• **Provided passage**
Tissue-specific gene expression data can be obtained using next-generation sequencing of RNA (RNA-seq). The EBI Expression Atlas [15] collects highly curated gene expression data sets and also includes baseline expression data for healthy tissue or untreated cell lines in various organisms. Baseline expression describes the abundance of a gene and is extracted from large-scale expression studies such as ENCODE cell lines.

We developed a novel pathway analysis methodology leveraging this high-quality tissue expression data in order to predict miRNA function. We used our new methodology to first analyze the role of miRNAs in hepatocellular carcinoma and identified the liver-specific effect of miR-199a/b-3p on pathways associated with proliferation and cell migration, a novel function that a recent study proposed. We next dissected the individual functions of the two genomic clusters of the miR-200 family and found hints to new signaling relationships, which were studied in other tissues and cell culture but not yet in liver cancer. We finally extended our analysis to liver fibrosis, which is in general less well studied than liver cancer. miR-571 is known to play a role here and we identified Notch signaling as a putative function. Interestingly, Notch signaling has already been proposed as a drug target for fibrosis in other tissues. With the three case studies we demonstrated the necessity to use tissue-specific target gene information for miRNA function prediction.

• **Source material**
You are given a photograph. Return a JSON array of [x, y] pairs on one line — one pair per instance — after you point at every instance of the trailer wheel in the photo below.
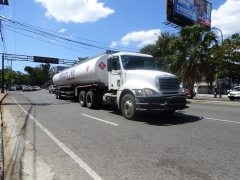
[[98, 99], [58, 94], [168, 113], [90, 100], [82, 98], [128, 106]]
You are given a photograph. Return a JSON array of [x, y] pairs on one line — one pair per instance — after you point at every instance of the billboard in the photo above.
[[189, 12]]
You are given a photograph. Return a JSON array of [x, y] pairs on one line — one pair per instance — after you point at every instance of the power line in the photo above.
[[56, 36]]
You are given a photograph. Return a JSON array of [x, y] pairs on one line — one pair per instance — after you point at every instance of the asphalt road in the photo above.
[[201, 142]]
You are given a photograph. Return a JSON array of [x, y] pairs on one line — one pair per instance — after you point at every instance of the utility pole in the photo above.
[[2, 91], [3, 2]]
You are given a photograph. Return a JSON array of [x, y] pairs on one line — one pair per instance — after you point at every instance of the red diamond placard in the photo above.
[[102, 65]]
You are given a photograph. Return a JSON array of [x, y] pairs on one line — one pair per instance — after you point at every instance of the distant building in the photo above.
[[57, 69]]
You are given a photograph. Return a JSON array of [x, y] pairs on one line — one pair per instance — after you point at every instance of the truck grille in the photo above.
[[169, 85]]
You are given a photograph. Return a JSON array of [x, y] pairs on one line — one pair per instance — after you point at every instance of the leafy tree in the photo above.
[[229, 57], [161, 50], [192, 53]]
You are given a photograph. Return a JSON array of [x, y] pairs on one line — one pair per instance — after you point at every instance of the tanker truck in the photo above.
[[127, 80]]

• **Problem**
Can you write out the full passage on tissue-specific pathway analysis of miRNA function, word for word?

• **Completed task**
Tissue-specific gene expression data can be obtained using next-generation sequencing of RNA (RNA-seq). The EBI Expression Atlas [15] collects highly curated gene expression data sets and also includes baseline expression data for healthy tissue or untreated cell lines in various organisms. Baseline expression describes the abundance of a gene and is extracted from large-scale expression studies such as ENCODE cell lines.

We developed a novel pathway analysis methodology leveraging this high-quality tissue expression data in order to predict miRNA function. We used our new methodology to first analyze the role of miRNAs in hepatocellular carcinoma and identified the liver-specific effect of miR-199a/b-3p on pathways associated with proliferation and cell migration, a novel function that a recent study proposed. We next dissected the individual functions of the two genomic clusters of the miR-200 family and found hints to new signaling relationships, which were studied in other tissues and cell culture but not yet in liver cancer. We finally extended our analysis to liver fibrosis, which is in general less well studied than liver cancer. miR-571 is known to play a role here and we identified Notch signaling as a putative function. Interestingly, Notch signaling has already been proposed as a drug target for fibrosis in other tissues. With the three case studies we demonstrated the necessity to use tissue-specific target gene information for miRNA function prediction.